* EXERCISE GOAL: Could you write out the data that follows, exactly and in full?

INFORMATION: Begin

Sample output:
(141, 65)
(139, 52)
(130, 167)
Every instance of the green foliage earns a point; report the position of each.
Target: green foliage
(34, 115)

INFORMATION: End

* YOUR SOLUTION:
Sample output:
(141, 65)
(139, 52)
(130, 167)
Every instance of the green foliage earns a point; report the position of each.
Target: green foliage
(34, 115)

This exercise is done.